begin

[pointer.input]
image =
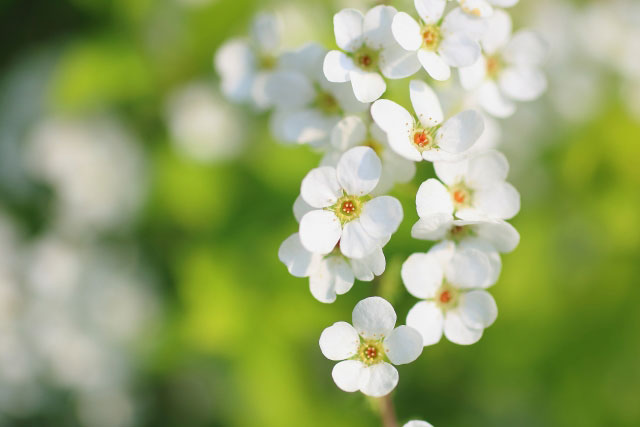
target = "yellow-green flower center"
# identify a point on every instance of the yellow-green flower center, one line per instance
(371, 352)
(431, 37)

end

(What this task involves)
Pictures are excluded; copy every other part of the records exactly.

(Written response)
[pointer.input]
image =
target = "yellow-green flower center"
# identify a point on every instance of the yellow-green flower center, one line per instance
(371, 352)
(431, 37)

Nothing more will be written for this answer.